_EXERCISE INPUT_:
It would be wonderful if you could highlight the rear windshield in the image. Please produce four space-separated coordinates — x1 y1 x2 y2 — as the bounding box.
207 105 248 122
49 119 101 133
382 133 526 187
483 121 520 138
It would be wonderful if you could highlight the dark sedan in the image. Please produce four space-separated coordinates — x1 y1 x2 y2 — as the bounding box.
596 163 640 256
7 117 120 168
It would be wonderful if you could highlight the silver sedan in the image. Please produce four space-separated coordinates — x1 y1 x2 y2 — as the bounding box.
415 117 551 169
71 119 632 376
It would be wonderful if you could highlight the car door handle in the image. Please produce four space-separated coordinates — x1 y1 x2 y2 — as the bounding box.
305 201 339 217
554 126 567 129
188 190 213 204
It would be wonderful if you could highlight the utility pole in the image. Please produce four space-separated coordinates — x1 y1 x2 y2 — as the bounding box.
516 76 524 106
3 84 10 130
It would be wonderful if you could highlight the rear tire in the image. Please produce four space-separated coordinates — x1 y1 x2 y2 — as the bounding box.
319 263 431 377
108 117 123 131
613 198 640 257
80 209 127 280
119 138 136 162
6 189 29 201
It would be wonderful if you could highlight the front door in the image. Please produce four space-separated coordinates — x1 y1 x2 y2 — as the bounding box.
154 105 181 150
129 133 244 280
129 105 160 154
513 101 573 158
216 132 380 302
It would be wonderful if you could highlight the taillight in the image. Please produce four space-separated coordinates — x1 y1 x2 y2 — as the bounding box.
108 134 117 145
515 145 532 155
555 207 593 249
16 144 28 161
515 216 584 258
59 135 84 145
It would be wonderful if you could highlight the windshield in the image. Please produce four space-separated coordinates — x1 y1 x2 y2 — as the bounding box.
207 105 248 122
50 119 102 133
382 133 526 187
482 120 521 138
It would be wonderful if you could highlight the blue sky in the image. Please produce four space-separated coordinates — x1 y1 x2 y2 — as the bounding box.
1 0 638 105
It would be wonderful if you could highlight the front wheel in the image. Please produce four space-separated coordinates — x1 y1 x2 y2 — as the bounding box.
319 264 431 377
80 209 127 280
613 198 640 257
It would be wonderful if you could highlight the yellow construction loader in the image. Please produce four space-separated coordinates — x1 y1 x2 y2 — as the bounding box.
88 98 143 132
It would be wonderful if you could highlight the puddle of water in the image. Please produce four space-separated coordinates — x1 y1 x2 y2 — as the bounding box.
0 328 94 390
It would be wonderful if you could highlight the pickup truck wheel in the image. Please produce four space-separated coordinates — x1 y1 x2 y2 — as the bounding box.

_PROBLEM DETAILS_:
Repeat the material word for word, leaving out no line.

_EXERCISE RESULT_:
It would be wonderful if you could highlight the rear windshield in the image. Please produce four space-separated coordinates — x1 y1 x2 y2 — as the bounding box.
207 105 248 122
49 119 101 133
382 133 526 187
483 121 520 138
It would be wonderful if you could highlight the dark sedan in the image. Please produce four space-separated coordinates — x1 y1 x2 y2 — as the bounding box.
596 163 640 256
7 117 120 168
It would be wonderful if you could highlight the silver sedan in the image. Please produce four space-separated coordinates — x1 y1 x2 y2 — as the bounding box.
415 117 551 169
71 119 632 376
It would be wonderful if you could highlight the car door handle in the image. Please produce four space-separated coordinates — x1 y1 x2 y2 — as the bounding box.
305 201 339 217
554 126 567 129
188 190 213 204
It would be wonderful if you could highlight the utility pole in the image. Please produce four space-separated coordinates — x1 y1 x2 y2 — as the bounding box.
516 76 524 106
3 84 10 130
It would be wonderful if you could highlight the rear tire in the image. Please produce four space-separated coordinates — x1 y1 x2 y2 — as the bounding box.
319 263 431 377
108 117 123 131
613 198 640 257
80 209 127 280
119 138 136 162
6 189 29 201
It would be wonderful if you could highlight the front door in the image. Please produce four space-separated coordinates — x1 y1 x2 y2 — as the bounding box.
154 105 181 150
129 133 244 280
129 105 160 154
513 101 573 158
216 132 380 302
It would be wonderful if you could highlight the taillight in the image. Please produce four space-separated coordinates — x1 y1 x2 y2 — as the bounding box.
108 134 117 145
515 145 532 155
555 207 593 249
16 144 28 161
515 216 584 258
59 135 84 145
It would be wonderful if you could highlight the windshield in the image. Please produce four space-separated coordinates — x1 y1 x2 y2 — as the bounding box.
207 105 248 122
50 119 102 133
382 133 526 187
482 120 521 138
It would be wonderful if you could highlight the blue sky in the image. Please produce four space-separated coordinates — x1 y1 x2 y2 — as the bounding box.
1 0 638 105
It would be wonderful if you could highlight the front wheel in the image. Please produce four space-separated coordinates — x1 y1 x2 y2 — as the bounding box.
319 264 431 377
80 209 127 280
613 198 640 257
It would be wonderful if you could highlight the yellow construction loader in the image. Please produce four space-separated coordinates — x1 y1 x2 y2 — as the bounding box.
88 98 143 132
It would be wonderful if you could highlight the puddle of water in the image. Please produce four space-separated coordinates — x1 y1 x2 y2 — as the bounding box.
0 328 94 390
It would be wonderful if you could highlight the pickup truck wheel in the image. Please produce four space-separated coordinates — x1 y1 x2 y2 — as the bounding box.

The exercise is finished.